- **Instructions to follow**
The data below is to be repeated in full, exactly as shown.
--*--
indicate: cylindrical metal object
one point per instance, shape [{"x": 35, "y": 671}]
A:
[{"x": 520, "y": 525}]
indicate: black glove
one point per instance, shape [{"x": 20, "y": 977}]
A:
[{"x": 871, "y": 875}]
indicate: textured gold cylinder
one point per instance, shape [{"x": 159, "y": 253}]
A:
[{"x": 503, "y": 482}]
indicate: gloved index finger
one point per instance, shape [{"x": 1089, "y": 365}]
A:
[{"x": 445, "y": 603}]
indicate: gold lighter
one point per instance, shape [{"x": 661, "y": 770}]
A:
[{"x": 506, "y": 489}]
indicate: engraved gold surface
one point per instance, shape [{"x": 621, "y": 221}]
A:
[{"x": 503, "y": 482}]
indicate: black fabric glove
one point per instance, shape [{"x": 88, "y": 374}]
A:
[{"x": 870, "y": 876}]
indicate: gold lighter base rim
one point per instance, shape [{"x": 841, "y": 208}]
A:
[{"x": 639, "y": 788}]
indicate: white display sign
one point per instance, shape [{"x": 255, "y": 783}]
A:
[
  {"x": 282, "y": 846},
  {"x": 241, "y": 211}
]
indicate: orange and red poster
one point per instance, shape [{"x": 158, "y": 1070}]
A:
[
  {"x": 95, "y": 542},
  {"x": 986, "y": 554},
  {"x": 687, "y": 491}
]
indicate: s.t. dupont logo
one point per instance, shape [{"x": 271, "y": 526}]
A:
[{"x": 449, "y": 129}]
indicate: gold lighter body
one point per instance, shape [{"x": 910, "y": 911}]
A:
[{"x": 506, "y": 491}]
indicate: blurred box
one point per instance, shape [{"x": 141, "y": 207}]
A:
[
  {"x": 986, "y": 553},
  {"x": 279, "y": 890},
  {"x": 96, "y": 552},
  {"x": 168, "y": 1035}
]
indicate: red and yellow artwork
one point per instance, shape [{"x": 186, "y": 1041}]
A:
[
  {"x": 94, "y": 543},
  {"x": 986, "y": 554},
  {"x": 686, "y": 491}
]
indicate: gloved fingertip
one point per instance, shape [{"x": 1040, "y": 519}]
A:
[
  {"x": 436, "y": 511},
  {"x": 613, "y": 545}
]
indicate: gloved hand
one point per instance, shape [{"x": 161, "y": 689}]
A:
--*--
- **Exercise output**
indicate: cylindrical metal object
one point per instance, shape [{"x": 35, "y": 671}]
A:
[{"x": 520, "y": 525}]
indicate: black glove
one point per instance, shape [{"x": 20, "y": 977}]
A:
[{"x": 871, "y": 875}]
indicate: textured gold cylinder
one point per instance, shape [{"x": 159, "y": 253}]
A:
[{"x": 503, "y": 482}]
indicate: gloved index finger
one point per instance, shape [{"x": 1089, "y": 365}]
A:
[{"x": 445, "y": 603}]
indicate: gold lighter
one point per instance, shape [{"x": 661, "y": 770}]
A:
[{"x": 506, "y": 489}]
indicate: engraved gold surface
one point per instance, shape [{"x": 621, "y": 221}]
A:
[{"x": 503, "y": 482}]
indicate: black fabric glove
one point per instance, shape [{"x": 88, "y": 374}]
A:
[{"x": 870, "y": 876}]
indicate: gold lighter base rim
one point per instance, shape [{"x": 841, "y": 208}]
A:
[{"x": 639, "y": 788}]
indicate: white display sign
one point per instance, shape [{"x": 255, "y": 783}]
A:
[
  {"x": 282, "y": 846},
  {"x": 241, "y": 211}
]
indicate: orange and red poster
one point per instance, shape [{"x": 158, "y": 1070}]
A:
[
  {"x": 95, "y": 542},
  {"x": 986, "y": 554},
  {"x": 687, "y": 491}
]
indicate: s.t. dupont logo
one point per instance, shape [{"x": 271, "y": 526}]
A:
[{"x": 449, "y": 129}]
indicate: gold lighter body
one point per instance, shape [{"x": 910, "y": 911}]
A:
[{"x": 506, "y": 491}]
indicate: blurred box
one point per instance, shape [{"x": 141, "y": 207}]
A:
[
  {"x": 986, "y": 553},
  {"x": 279, "y": 890},
  {"x": 96, "y": 552},
  {"x": 168, "y": 1035}
]
indicate: red and yellow artwork
one point per instance, shape [{"x": 186, "y": 1041}]
A:
[
  {"x": 94, "y": 543},
  {"x": 986, "y": 554},
  {"x": 686, "y": 491}
]
indicate: gloved fingertip
one point per instance, shape [{"x": 1040, "y": 519}]
A:
[
  {"x": 436, "y": 511},
  {"x": 613, "y": 545}
]
indicate: gloved hand
one point per instance, shape [{"x": 161, "y": 689}]
A:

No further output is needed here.